What the task needs is every record repeated exactly, nothing more.

(Referring expression data)
------------------------------------

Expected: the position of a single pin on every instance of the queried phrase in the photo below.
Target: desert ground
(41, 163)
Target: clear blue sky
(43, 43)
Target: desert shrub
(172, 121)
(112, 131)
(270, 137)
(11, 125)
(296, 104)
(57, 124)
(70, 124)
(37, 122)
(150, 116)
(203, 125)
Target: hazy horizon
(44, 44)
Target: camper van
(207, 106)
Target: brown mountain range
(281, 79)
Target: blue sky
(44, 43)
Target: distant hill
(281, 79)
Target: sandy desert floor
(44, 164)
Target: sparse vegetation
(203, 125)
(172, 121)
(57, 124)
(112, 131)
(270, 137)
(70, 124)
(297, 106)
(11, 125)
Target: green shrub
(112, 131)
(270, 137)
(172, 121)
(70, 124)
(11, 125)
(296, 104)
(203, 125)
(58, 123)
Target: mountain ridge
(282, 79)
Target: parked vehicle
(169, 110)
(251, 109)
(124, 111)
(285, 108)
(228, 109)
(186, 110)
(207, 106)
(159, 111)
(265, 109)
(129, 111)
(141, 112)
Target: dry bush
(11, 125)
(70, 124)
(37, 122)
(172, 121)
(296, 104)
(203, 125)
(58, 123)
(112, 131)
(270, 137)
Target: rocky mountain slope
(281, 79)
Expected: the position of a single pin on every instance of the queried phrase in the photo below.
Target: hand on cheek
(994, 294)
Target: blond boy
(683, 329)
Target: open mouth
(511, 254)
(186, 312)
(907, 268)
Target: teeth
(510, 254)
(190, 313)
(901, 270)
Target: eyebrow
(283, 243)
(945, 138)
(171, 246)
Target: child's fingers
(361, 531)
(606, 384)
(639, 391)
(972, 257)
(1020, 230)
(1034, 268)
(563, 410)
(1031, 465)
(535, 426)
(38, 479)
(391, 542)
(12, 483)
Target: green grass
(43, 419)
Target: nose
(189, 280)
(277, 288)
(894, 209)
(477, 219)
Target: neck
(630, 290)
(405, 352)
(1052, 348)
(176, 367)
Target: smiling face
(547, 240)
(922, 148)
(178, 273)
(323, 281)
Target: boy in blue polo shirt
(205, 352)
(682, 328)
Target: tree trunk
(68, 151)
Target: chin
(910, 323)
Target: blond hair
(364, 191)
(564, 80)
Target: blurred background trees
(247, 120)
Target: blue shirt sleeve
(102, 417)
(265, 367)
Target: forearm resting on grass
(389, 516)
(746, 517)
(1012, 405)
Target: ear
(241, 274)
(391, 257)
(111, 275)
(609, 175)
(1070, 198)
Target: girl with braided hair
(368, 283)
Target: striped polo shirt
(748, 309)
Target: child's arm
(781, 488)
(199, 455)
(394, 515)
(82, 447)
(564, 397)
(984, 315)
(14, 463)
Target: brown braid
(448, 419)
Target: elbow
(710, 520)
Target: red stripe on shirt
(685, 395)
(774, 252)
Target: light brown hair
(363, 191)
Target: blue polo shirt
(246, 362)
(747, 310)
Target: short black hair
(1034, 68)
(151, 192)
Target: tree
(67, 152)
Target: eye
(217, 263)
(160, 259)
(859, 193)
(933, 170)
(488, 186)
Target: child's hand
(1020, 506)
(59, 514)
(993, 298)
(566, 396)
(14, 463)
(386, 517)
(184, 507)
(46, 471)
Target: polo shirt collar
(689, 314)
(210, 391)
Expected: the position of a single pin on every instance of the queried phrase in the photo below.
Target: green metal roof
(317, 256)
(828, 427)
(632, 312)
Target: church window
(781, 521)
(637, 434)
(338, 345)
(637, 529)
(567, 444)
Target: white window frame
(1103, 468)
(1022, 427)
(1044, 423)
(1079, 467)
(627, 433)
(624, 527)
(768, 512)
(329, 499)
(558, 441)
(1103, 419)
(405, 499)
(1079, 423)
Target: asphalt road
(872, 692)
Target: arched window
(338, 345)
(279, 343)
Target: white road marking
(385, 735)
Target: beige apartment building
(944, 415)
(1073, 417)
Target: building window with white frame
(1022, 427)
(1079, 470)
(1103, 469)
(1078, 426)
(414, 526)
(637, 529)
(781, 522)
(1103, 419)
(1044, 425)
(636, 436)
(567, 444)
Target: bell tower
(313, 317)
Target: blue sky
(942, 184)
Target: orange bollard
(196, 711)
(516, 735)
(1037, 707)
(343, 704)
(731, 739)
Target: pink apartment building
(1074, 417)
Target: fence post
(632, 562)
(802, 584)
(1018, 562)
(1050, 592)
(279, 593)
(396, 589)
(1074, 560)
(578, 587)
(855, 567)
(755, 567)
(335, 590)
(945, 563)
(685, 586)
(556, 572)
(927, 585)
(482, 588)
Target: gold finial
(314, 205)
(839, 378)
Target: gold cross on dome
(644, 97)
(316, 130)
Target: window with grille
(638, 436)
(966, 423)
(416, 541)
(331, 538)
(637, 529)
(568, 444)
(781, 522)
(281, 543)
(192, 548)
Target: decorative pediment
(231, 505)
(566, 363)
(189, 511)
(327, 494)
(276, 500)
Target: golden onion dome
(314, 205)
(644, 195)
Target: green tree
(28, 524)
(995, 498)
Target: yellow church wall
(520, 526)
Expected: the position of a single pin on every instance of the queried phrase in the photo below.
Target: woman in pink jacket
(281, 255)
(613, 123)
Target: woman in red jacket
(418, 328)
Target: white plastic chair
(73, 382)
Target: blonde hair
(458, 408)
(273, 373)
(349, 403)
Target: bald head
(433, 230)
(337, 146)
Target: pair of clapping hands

------------------------------------

ANSWER FOR THIS EXERCISE:
Expected: the position of a single pin on every instance of the queried phrase in the photo below.
Target: desert ground
(41, 163)
Target: clear blue sky
(43, 43)
Target: desert shrub
(172, 121)
(112, 131)
(270, 137)
(11, 125)
(296, 104)
(57, 124)
(70, 124)
(37, 122)
(150, 116)
(203, 125)
Target: hazy horizon
(44, 44)
Target: camper van
(207, 106)
Target: brown mountain range
(281, 79)
Target: blue sky
(44, 43)
Target: distant hill
(281, 79)
Target: sandy desert floor
(44, 164)
Target: sparse vegetation
(203, 125)
(172, 121)
(57, 124)
(112, 131)
(270, 137)
(70, 124)
(297, 106)
(11, 125)
Target: green shrub
(112, 131)
(270, 137)
(172, 121)
(70, 124)
(11, 125)
(296, 104)
(203, 125)
(58, 123)
Target: mountain ridge
(282, 79)
Target: parked vehicle
(169, 110)
(251, 109)
(124, 111)
(285, 108)
(228, 109)
(186, 110)
(207, 106)
(159, 111)
(265, 109)
(129, 111)
(141, 112)
Target: dry bush
(11, 125)
(70, 124)
(37, 122)
(172, 121)
(296, 104)
(203, 125)
(58, 123)
(112, 131)
(270, 137)
Target: rocky mountain slope
(281, 79)
Expected: the position of a single pin on every instance of the queried phrase in the photo below.
Target: hand on cheek
(994, 294)
Target: blond boy
(683, 329)
Target: open mouth
(511, 254)
(186, 312)
(907, 268)
Target: teeth
(510, 254)
(190, 313)
(901, 270)
Target: eyebrow
(283, 243)
(945, 138)
(171, 246)
Target: child's fingers
(361, 531)
(606, 384)
(639, 391)
(972, 257)
(1020, 230)
(1034, 268)
(563, 410)
(1031, 465)
(535, 426)
(38, 479)
(391, 542)
(12, 483)
Target: green grass
(43, 419)
Target: nose
(189, 280)
(277, 288)
(894, 209)
(477, 219)
Target: neck
(630, 290)
(405, 352)
(1052, 348)
(176, 367)
Target: smiling face
(547, 240)
(922, 148)
(178, 273)
(323, 281)
Target: boy in blue polo shirt
(205, 352)
(682, 328)
Target: tree trunk
(68, 151)
Target: chin
(910, 323)
Target: blond hair
(364, 191)
(564, 80)
Target: blurred background trees
(247, 120)
Target: blue shirt sleeve
(102, 417)
(265, 367)
Target: forearm resting on grass
(389, 516)
(746, 517)
(1012, 405)
Target: ear
(241, 274)
(391, 257)
(111, 275)
(609, 175)
(1070, 198)
Target: girl with braided hair
(368, 283)
Target: striped polo shirt
(748, 309)
Target: child's arm
(781, 488)
(199, 455)
(394, 515)
(82, 447)
(564, 397)
(984, 315)
(14, 463)
Target: brown braid
(448, 419)
Target: elbow
(710, 520)
Target: red stripe on shirt
(685, 395)
(774, 252)
Target: light brown hair
(363, 191)
Target: blue polo shirt
(246, 362)
(747, 310)
Target: short black hair
(1034, 68)
(151, 192)
Target: tree
(67, 152)
Target: eye
(217, 263)
(160, 259)
(859, 193)
(933, 170)
(488, 186)
Target: child's hand
(1020, 506)
(59, 514)
(993, 298)
(566, 396)
(14, 463)
(386, 517)
(184, 507)
(46, 471)
Target: polo shirt collar
(689, 314)
(210, 391)
Expected: the position of a single pin on every instance of the queried phrase in the photo below.
Target: green metal roof
(317, 256)
(828, 427)
(632, 312)
Target: church window
(781, 521)
(637, 434)
(338, 345)
(637, 529)
(567, 444)
Target: white window frame
(1103, 468)
(1022, 427)
(1044, 423)
(1079, 467)
(627, 433)
(624, 527)
(768, 512)
(329, 499)
(558, 441)
(1103, 419)
(405, 499)
(1079, 423)
Target: asphalt road
(872, 692)
Target: arched window
(338, 345)
(279, 343)
Target: white road marking
(385, 735)
Target: beige apartment building
(944, 415)
(1073, 417)
Target: building window with white frame
(1022, 427)
(1079, 470)
(1103, 469)
(1078, 426)
(414, 526)
(637, 529)
(781, 522)
(1103, 419)
(1044, 425)
(636, 436)
(567, 444)
Target: bell tower
(313, 317)
Target: blue sky
(942, 184)
Target: orange bollard
(196, 711)
(516, 735)
(1037, 707)
(343, 704)
(731, 739)
Target: pink apartment building
(1074, 417)
Target: fence post
(632, 562)
(802, 584)
(1018, 562)
(1050, 592)
(279, 593)
(396, 589)
(1074, 560)
(578, 587)
(855, 567)
(755, 567)
(335, 590)
(945, 563)
(685, 586)
(556, 572)
(927, 585)
(482, 588)
Target: gold finial
(314, 205)
(839, 378)
Target: gold cross on dome
(644, 97)
(316, 130)
Target: window with grille
(638, 436)
(966, 423)
(416, 541)
(331, 538)
(637, 529)
(568, 444)
(781, 522)
(281, 543)
(192, 548)
Target: decorative pediment
(231, 505)
(566, 363)
(189, 511)
(327, 494)
(276, 500)
Target: golden onion dome
(314, 205)
(644, 195)
Target: green tree
(28, 524)
(995, 498)
Target: yellow church wall
(520, 526)
Expected: the position of a single pin on every instance of the queried phrase in the photo below.
Target: woman in pink jacket
(281, 255)
(613, 123)
Target: woman in red jacket
(418, 328)
Target: white plastic chair
(73, 382)
Target: blonde hair
(458, 408)
(273, 373)
(349, 403)
Target: bald head
(433, 230)
(337, 146)
Target: pair of clapping hands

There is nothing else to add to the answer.